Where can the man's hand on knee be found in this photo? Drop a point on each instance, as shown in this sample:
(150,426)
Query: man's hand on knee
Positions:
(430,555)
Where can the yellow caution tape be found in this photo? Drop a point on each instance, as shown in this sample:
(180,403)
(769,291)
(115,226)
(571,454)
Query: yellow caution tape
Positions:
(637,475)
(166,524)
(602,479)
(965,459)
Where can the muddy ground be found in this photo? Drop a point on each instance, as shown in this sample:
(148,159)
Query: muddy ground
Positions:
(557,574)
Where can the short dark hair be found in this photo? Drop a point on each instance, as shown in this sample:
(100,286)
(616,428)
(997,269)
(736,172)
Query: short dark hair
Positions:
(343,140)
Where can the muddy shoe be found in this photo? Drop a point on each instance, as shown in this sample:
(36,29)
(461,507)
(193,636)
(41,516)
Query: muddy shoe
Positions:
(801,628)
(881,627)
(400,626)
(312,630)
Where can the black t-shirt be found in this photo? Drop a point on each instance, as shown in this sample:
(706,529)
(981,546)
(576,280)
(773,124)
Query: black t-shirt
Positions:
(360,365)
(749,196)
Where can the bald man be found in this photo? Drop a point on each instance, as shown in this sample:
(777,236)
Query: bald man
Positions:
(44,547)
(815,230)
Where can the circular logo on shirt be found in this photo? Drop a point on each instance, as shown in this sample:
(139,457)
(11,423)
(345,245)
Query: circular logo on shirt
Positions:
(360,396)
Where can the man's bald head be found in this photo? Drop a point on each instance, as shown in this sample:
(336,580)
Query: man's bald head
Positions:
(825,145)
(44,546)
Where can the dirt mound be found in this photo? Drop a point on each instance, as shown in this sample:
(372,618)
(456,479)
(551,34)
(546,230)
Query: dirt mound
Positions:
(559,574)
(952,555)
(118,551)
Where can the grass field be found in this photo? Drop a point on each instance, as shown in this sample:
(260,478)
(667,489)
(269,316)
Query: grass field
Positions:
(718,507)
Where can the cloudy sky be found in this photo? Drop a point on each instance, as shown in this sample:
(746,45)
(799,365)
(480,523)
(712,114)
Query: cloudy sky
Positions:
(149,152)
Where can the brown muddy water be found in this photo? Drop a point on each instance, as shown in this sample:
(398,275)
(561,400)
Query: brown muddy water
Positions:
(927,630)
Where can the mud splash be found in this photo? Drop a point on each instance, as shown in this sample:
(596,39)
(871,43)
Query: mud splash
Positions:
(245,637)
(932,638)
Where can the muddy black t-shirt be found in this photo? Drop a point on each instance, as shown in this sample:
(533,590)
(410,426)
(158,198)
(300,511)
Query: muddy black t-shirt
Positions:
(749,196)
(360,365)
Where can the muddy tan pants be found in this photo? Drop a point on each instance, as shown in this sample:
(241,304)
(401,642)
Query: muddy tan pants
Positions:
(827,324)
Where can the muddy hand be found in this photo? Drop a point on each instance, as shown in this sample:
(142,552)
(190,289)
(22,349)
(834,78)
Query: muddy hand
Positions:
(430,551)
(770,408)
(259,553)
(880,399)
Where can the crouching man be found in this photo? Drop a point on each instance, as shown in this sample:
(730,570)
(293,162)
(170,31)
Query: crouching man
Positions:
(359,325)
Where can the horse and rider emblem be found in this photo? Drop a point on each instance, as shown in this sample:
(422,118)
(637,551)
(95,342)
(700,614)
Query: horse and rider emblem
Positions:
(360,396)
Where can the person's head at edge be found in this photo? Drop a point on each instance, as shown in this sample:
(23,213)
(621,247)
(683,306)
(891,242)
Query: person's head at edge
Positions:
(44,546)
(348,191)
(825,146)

########

Render the entries as a JSON list of strings, one string per line and blank lines omitted. Begin at the line that contains "Where can the muddy tan" and stop after the final line of the entries.

[
  "Where can the muddy tan pants be found in this photo? Drop a point on each instance, as shown in this sample:",
  "(241,304)",
  "(401,642)",
  "Query: muddy tan pants",
  "Positions:",
  "(827,324)",
  "Where can the muddy hand be found in this photo? Drop a point on each instance, as shown in this sample:",
  "(142,552)",
  "(190,289)",
  "(22,349)",
  "(834,78)",
  "Query: muddy hand",
  "Positions:",
  "(430,551)",
  "(770,408)",
  "(259,553)",
  "(880,399)",
  "Where can the crouching man be found in this photo? Drop a point on each instance, as shown in this sample:",
  "(730,570)",
  "(293,162)",
  "(170,31)",
  "Query: crouching man",
  "Positions:",
  "(359,325)",
  "Where can the horse and rider emblem be found in this photo? Drop a point on each instance, as shown in this sample:",
  "(422,118)",
  "(637,551)",
  "(95,342)",
  "(700,614)",
  "Query: horse and rider emblem",
  "Positions:",
  "(360,396)",
  "Where can the person's head at edge be found in this photo? Drop a point on each instance, as shown in this sample:",
  "(23,213)",
  "(621,247)",
  "(683,306)",
  "(891,242)",
  "Query: person's head at edge",
  "Positions:",
  "(44,546)",
  "(348,191)",
  "(825,146)"
]